YOUR TASK | Below are the records; copy each line in them that holds the word "ocean".

Natural language region descriptions:
---
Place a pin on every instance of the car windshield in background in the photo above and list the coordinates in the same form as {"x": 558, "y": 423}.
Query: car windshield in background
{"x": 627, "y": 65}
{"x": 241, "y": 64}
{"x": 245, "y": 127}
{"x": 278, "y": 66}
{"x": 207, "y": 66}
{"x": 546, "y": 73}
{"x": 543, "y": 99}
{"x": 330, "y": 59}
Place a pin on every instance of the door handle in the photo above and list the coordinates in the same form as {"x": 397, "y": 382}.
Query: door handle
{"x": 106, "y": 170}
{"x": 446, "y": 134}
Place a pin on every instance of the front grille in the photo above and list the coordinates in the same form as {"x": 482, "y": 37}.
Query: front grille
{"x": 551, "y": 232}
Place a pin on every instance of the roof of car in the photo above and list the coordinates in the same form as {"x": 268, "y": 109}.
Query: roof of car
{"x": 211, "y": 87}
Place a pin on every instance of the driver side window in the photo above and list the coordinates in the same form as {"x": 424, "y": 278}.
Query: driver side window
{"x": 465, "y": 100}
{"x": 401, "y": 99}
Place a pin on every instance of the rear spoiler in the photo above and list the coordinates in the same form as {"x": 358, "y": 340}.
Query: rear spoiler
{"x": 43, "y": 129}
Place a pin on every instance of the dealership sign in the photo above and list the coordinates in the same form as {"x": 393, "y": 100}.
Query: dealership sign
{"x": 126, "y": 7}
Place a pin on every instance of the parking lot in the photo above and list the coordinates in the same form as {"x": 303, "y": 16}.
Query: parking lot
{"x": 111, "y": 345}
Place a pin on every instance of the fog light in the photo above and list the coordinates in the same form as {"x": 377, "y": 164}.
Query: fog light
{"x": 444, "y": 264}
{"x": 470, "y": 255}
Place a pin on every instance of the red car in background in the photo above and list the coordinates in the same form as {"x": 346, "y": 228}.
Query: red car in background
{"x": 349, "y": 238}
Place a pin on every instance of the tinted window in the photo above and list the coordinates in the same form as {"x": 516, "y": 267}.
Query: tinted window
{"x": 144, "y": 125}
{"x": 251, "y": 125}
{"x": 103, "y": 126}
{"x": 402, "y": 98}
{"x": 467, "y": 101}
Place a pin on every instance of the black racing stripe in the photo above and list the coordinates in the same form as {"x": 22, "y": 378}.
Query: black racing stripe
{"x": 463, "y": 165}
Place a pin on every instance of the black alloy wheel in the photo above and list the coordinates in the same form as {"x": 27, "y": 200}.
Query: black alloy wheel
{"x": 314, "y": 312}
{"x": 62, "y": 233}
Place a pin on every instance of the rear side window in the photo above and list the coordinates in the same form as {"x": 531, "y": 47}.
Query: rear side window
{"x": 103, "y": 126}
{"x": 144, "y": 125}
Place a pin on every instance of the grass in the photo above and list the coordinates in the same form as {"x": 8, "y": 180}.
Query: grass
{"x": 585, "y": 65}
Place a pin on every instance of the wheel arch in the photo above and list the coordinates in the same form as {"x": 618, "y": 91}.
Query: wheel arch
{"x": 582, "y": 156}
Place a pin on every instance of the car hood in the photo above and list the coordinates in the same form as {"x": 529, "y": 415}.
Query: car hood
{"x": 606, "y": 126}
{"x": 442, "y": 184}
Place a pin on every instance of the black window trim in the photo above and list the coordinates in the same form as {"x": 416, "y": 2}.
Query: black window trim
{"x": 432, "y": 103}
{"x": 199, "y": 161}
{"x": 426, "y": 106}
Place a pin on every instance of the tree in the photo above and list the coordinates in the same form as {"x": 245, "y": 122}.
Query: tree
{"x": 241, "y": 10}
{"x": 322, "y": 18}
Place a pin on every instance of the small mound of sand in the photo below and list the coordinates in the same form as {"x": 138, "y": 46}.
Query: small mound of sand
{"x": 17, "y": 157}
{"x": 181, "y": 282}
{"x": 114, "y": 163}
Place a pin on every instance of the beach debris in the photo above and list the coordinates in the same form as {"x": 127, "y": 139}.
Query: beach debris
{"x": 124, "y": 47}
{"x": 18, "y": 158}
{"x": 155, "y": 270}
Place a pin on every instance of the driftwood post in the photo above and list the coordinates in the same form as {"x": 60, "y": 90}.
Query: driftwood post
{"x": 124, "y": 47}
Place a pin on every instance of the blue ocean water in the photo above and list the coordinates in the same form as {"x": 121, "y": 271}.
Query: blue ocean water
---
SOLUTION |
Place a pin on every instance of the blue ocean water in the photo above and list the coordinates in the same form as {"x": 121, "y": 271}.
Query: blue ocean water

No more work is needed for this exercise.